## Exercise objective
For the entries below, print exactly the lines between the line holding "Return one point per instance of the rough" and the line holding "Return one point per instance of the yellow zest", inclusive, and nothing else.

(Referring expression data)
======

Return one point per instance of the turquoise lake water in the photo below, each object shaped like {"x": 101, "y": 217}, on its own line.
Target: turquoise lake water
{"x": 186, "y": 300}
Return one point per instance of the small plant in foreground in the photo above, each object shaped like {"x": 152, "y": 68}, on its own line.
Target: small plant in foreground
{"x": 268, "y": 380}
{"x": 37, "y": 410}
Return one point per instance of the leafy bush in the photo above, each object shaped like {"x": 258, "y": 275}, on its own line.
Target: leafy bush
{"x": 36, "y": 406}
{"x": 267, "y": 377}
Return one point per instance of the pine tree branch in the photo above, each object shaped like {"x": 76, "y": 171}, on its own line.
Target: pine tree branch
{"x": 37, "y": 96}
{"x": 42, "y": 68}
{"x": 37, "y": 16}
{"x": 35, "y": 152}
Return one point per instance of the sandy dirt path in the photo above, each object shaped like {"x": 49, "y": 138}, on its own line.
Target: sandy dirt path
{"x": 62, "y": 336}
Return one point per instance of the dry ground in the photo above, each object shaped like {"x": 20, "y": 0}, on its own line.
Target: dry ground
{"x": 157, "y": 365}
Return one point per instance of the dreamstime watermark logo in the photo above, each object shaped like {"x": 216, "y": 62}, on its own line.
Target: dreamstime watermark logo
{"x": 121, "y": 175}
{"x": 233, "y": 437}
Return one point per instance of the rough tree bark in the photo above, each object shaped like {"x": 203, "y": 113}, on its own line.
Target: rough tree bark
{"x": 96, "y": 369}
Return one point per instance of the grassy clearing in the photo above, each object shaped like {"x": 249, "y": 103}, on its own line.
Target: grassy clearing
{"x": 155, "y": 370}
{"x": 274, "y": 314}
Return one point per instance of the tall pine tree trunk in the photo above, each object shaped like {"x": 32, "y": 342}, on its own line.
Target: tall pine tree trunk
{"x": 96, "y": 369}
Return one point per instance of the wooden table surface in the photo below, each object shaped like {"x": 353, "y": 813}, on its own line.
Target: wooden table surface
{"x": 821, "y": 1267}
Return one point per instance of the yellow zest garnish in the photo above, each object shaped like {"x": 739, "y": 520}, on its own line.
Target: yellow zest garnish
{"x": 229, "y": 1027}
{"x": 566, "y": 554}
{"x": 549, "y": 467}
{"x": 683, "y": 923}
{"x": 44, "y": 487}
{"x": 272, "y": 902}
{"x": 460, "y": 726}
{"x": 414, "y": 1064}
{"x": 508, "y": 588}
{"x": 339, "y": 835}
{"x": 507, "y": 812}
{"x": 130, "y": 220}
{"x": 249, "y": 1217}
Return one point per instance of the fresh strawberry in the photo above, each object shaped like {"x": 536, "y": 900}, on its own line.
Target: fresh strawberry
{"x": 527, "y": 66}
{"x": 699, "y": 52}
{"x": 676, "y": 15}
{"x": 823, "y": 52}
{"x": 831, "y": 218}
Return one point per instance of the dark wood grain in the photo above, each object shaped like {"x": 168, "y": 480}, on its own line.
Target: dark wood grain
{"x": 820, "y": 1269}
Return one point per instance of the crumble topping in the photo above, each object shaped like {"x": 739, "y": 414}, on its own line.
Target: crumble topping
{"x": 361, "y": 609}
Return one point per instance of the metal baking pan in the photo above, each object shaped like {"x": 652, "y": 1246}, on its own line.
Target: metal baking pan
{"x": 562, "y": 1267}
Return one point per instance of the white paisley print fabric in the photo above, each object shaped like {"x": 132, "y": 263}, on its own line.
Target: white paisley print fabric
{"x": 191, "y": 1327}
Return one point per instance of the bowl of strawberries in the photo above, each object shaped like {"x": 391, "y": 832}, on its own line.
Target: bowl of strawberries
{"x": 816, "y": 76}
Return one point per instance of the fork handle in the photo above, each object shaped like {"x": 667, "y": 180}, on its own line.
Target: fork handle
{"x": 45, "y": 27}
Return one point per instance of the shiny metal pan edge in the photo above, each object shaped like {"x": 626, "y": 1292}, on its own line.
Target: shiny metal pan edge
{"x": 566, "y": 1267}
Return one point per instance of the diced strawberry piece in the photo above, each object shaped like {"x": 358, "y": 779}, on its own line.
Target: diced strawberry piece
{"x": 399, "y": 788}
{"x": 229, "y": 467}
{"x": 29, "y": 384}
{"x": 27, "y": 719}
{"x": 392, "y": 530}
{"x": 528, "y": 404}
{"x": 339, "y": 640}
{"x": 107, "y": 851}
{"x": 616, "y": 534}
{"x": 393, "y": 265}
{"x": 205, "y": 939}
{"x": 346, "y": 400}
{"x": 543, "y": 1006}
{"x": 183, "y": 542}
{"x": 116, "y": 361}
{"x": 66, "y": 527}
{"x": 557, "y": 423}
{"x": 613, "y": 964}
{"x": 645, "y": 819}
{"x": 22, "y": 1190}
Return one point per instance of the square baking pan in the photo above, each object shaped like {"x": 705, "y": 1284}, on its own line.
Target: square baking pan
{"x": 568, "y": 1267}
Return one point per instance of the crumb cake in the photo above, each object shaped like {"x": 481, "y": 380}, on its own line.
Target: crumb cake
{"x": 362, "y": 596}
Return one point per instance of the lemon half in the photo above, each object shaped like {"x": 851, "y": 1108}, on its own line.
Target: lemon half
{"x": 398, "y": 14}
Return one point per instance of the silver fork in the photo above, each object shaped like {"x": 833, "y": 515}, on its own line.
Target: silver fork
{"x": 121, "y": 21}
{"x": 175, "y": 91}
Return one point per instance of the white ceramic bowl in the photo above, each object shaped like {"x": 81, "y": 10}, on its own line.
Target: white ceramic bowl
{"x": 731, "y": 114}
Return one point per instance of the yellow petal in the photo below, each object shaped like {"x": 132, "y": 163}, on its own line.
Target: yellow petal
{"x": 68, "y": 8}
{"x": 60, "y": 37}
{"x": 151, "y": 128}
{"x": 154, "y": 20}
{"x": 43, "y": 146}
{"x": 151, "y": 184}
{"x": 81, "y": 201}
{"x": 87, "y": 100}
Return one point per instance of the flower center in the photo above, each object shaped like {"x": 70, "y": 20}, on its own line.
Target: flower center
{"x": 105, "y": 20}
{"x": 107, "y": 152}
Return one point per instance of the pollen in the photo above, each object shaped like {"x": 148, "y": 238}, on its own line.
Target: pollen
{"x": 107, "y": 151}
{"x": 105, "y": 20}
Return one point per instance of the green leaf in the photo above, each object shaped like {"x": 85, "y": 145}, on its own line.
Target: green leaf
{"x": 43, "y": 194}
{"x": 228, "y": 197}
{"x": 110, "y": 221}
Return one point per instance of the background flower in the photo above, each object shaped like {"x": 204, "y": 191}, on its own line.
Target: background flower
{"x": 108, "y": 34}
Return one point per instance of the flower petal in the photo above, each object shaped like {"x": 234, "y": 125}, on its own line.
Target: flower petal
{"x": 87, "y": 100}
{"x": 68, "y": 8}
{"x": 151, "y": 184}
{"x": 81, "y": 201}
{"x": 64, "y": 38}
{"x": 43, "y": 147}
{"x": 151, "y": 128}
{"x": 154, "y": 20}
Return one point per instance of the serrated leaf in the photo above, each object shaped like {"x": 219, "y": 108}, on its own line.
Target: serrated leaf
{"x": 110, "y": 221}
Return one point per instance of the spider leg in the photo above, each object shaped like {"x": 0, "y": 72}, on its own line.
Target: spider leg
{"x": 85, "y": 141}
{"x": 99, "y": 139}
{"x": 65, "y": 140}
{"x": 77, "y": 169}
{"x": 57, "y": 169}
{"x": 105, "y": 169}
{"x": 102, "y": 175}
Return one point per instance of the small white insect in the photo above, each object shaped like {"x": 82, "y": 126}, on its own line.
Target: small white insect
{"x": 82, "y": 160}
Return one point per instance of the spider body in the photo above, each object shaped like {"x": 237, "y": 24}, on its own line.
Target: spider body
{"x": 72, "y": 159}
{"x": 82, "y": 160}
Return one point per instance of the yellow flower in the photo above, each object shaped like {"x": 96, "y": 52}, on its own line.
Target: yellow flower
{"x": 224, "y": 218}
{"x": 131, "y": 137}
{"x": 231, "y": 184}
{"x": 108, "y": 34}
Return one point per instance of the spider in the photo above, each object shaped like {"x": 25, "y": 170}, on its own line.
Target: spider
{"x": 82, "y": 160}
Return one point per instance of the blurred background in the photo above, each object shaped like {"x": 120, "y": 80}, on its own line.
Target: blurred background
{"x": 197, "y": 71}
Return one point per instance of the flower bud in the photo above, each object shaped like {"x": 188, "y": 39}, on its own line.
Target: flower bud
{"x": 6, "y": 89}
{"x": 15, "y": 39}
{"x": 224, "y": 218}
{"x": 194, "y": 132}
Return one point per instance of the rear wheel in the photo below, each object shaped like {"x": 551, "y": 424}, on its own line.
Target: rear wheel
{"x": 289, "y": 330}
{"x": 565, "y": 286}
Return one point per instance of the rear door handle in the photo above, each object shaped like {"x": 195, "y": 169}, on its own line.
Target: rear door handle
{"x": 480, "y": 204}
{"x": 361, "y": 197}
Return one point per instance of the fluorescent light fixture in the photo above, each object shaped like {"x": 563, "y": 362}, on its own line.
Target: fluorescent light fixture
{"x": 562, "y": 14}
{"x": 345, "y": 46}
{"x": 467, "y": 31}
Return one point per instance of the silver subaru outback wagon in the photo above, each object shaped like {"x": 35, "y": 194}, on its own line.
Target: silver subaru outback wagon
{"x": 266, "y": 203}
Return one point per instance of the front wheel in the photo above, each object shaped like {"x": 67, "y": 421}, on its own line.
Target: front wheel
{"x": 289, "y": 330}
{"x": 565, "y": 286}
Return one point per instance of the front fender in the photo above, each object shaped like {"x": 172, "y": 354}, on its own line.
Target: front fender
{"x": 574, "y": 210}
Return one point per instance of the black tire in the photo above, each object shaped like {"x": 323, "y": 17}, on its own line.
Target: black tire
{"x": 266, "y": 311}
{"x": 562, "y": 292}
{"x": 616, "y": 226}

======

## Solved exercise
Return one point per instance of the rough tree bark in the photo above, each object shaped like {"x": 203, "y": 113}, on its own line.
Target: rough tree bark
{"x": 96, "y": 369}
Return one point per instance of the grassy clearing in the photo above, each object shaped like {"x": 249, "y": 103}, on its own line.
Target: grassy clearing
{"x": 155, "y": 370}
{"x": 274, "y": 314}
Return one point per instance of the tall pine tree trunk in the photo above, each object shaped like {"x": 32, "y": 342}, on its own line.
Target: tall pine tree trunk
{"x": 96, "y": 369}
Return one point per instance of the wooden table surface in the photo below, each object shaped like {"x": 353, "y": 813}, on its own line.
Target: wooden table surface
{"x": 821, "y": 1267}
Return one point per instance of the yellow zest garnish in the photo above, each object shaped like {"x": 739, "y": 520}, on its own line.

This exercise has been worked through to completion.